— BEGIN INPUT DATA —

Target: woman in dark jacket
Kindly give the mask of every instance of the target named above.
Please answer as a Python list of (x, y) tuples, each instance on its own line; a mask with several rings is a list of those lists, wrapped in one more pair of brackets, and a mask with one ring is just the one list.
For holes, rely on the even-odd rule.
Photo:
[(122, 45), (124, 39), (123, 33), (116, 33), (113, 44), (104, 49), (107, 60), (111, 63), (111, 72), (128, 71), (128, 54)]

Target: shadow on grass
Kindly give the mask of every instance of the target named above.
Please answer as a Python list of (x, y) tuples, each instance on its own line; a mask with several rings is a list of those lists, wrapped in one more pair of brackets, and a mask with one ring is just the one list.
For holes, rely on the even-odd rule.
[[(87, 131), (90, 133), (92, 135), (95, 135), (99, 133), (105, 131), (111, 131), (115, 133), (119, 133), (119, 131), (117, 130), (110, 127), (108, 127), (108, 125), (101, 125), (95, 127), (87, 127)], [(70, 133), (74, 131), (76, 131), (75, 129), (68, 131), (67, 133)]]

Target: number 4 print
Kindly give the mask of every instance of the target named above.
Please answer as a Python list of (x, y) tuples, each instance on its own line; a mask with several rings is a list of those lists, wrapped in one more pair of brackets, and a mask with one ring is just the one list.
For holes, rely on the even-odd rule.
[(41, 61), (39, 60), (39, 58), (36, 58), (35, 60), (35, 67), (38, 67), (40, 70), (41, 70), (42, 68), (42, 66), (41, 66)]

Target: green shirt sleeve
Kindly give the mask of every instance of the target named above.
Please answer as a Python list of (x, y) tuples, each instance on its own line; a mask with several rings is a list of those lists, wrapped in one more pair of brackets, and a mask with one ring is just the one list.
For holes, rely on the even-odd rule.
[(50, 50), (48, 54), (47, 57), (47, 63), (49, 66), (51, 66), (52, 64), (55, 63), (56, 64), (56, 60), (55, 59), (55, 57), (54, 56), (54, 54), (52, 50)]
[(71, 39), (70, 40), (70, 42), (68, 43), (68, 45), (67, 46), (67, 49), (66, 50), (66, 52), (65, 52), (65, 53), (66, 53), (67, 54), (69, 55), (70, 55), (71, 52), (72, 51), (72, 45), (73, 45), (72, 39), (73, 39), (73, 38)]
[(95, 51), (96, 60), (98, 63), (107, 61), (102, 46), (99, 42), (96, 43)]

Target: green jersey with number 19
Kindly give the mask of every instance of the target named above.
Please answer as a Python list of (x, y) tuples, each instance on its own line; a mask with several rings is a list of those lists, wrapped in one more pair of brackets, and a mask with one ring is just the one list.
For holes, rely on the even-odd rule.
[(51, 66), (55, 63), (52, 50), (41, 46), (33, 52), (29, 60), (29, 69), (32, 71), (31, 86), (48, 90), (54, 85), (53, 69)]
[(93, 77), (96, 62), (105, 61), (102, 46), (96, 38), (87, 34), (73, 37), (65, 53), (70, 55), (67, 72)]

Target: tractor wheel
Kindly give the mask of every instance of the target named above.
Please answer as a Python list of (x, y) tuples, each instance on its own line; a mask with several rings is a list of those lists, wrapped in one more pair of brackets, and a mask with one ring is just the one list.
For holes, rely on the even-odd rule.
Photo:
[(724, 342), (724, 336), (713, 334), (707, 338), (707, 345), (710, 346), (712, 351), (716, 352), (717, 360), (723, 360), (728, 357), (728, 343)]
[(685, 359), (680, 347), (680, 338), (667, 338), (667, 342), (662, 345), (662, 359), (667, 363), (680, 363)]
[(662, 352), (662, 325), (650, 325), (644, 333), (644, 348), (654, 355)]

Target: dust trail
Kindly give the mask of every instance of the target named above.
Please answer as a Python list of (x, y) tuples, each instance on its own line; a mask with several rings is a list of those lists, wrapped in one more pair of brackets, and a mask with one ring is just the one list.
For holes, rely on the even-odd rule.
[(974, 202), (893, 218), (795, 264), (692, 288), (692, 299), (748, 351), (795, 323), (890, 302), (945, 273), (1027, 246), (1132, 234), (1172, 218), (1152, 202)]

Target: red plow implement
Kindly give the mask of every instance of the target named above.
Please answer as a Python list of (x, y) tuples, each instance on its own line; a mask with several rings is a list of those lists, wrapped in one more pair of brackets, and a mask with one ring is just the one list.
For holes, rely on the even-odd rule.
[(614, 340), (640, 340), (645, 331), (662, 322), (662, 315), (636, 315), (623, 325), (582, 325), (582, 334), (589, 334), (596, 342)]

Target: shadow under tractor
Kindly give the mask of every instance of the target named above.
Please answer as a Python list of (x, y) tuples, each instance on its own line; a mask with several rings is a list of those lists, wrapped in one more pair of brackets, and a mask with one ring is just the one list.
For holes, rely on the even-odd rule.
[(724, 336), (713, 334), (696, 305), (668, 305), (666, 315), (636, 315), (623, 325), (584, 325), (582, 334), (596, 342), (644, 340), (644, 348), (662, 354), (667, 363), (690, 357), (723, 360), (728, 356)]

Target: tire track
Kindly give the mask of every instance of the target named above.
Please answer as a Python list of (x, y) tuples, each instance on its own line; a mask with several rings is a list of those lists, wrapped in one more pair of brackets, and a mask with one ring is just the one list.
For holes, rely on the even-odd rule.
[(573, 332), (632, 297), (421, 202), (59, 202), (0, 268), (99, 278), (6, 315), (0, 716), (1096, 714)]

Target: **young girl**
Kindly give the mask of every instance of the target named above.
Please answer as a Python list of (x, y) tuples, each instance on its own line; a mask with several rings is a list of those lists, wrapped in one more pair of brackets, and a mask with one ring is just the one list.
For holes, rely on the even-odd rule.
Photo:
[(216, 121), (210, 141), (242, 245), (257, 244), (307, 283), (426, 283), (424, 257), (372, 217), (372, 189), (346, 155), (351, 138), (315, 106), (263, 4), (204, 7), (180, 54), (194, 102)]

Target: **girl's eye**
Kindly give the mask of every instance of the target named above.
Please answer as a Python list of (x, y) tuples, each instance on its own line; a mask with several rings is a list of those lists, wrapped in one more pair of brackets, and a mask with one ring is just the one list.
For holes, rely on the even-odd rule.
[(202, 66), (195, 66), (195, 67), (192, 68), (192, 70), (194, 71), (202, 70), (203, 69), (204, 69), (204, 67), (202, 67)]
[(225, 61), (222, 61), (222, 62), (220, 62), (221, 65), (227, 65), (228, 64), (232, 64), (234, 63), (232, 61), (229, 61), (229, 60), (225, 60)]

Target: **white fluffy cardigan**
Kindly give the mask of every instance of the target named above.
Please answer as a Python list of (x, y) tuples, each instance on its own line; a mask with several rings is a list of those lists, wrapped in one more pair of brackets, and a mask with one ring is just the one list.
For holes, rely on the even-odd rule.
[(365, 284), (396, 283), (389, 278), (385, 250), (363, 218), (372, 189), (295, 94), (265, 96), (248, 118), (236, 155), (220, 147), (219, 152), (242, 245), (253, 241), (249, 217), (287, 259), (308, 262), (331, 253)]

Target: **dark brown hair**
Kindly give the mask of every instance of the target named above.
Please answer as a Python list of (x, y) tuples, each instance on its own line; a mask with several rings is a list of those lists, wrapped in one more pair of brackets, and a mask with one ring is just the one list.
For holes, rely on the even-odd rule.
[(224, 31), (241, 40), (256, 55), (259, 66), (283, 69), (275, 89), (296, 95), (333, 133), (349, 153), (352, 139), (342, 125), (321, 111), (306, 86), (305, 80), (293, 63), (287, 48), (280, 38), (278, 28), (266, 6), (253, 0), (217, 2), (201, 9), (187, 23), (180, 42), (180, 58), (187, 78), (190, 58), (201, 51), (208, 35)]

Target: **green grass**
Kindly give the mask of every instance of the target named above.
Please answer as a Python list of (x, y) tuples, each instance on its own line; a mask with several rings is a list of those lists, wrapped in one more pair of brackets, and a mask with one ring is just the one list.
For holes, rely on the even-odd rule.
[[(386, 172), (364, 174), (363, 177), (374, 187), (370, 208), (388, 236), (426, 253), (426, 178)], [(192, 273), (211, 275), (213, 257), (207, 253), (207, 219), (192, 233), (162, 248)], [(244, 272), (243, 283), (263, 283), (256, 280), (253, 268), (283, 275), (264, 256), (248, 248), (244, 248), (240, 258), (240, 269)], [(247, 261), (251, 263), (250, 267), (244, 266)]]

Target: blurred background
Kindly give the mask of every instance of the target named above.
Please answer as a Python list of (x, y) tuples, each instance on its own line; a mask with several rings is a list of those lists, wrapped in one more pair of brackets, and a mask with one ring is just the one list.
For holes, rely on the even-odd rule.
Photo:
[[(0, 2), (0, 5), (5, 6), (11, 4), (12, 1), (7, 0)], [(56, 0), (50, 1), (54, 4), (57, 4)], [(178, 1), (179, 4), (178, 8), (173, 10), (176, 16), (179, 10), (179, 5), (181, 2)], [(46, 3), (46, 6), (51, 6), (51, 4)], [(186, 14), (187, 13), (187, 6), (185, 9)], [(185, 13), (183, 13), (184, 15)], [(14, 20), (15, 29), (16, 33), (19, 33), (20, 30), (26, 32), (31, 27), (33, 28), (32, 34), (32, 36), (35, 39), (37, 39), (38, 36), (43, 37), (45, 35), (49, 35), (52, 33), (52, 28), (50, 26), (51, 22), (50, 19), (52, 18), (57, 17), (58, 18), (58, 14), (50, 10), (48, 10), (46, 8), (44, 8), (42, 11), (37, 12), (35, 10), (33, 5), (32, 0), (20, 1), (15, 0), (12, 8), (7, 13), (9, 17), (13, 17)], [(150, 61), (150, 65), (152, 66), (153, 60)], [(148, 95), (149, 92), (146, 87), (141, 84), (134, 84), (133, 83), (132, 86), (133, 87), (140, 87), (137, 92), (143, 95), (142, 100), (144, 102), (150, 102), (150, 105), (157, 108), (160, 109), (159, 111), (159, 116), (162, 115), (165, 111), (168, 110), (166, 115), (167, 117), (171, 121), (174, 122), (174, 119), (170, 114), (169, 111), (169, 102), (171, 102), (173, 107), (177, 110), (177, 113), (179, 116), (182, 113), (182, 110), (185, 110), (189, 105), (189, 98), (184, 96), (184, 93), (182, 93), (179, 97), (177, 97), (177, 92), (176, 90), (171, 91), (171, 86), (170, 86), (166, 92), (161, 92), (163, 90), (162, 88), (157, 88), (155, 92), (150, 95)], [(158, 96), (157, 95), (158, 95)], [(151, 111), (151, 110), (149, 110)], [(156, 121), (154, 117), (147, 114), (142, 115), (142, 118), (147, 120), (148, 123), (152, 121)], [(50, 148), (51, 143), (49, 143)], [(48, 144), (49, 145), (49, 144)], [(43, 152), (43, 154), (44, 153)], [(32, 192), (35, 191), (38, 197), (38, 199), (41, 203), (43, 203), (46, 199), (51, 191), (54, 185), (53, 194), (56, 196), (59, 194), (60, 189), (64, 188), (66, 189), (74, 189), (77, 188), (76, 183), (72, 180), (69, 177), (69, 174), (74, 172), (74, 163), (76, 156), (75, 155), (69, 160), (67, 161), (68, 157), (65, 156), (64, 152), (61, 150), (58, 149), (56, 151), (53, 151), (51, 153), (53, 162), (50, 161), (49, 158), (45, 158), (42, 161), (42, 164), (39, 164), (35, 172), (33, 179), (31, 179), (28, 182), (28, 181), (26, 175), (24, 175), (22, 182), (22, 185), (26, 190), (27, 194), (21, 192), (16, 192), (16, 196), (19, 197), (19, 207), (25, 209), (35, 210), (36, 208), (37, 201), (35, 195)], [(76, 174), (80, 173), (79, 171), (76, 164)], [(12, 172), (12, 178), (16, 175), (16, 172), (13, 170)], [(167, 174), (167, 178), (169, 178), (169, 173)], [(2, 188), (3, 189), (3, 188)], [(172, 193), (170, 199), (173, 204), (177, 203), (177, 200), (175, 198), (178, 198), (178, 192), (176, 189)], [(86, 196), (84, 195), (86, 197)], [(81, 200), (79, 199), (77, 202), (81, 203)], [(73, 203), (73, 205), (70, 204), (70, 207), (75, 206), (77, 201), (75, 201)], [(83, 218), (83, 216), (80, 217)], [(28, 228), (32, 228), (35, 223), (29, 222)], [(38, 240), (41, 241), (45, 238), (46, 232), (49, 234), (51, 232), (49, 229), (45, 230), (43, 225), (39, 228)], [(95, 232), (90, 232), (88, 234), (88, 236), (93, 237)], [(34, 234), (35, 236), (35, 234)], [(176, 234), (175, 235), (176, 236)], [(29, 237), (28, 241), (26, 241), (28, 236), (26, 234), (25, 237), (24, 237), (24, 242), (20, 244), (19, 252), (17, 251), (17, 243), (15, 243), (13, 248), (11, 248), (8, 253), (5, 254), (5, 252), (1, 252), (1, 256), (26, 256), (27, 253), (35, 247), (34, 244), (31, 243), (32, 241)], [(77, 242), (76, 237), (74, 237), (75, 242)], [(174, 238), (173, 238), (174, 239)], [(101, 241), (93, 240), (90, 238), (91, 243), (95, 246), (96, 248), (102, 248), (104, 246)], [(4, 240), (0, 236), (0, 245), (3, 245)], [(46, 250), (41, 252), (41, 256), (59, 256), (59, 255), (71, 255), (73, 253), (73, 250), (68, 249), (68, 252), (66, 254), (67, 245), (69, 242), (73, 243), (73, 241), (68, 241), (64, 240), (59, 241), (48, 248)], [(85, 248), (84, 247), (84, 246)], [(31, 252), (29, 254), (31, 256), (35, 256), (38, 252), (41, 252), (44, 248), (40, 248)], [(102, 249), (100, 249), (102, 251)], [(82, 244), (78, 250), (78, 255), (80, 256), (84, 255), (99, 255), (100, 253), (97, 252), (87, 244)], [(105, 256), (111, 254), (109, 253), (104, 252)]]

— END INPUT DATA —

TASK OBJECTIVE
Copy the entries from the line with "Target: shadow under tractor" up to and including the line with "716), (1096, 714)]", changing "Kindly give" to "Provide" and leaving everything else the same.

ANSWER TO THE EXERCISE
Target: shadow under tractor
Provide the mask of every instance of the target named above.
Please answer as a Python list of (x, y) tuples, each instance on its own line; a mask with several rings is a list of those lists, wrapped in one more pair of brackets, and a mask with one ring is just the one list.
For holes, rely on the even-odd rule.
[(724, 336), (713, 334), (696, 305), (668, 305), (666, 315), (636, 315), (623, 325), (584, 325), (582, 334), (596, 342), (644, 340), (644, 348), (662, 354), (667, 363), (690, 357), (723, 360), (728, 356)]

Target: tire track
Provide the mask of every instance of the target named above.
Please answer as a Python list of (x, y) tuples, each instance on its own line; a mask with several rings is a list of those lists, wrapped in one more pair of brackets, and a mask with one ring is just the one list.
For holes, rely on the even-odd rule.
[(573, 332), (632, 297), (421, 202), (59, 202), (0, 268), (99, 278), (6, 315), (0, 716), (1096, 714)]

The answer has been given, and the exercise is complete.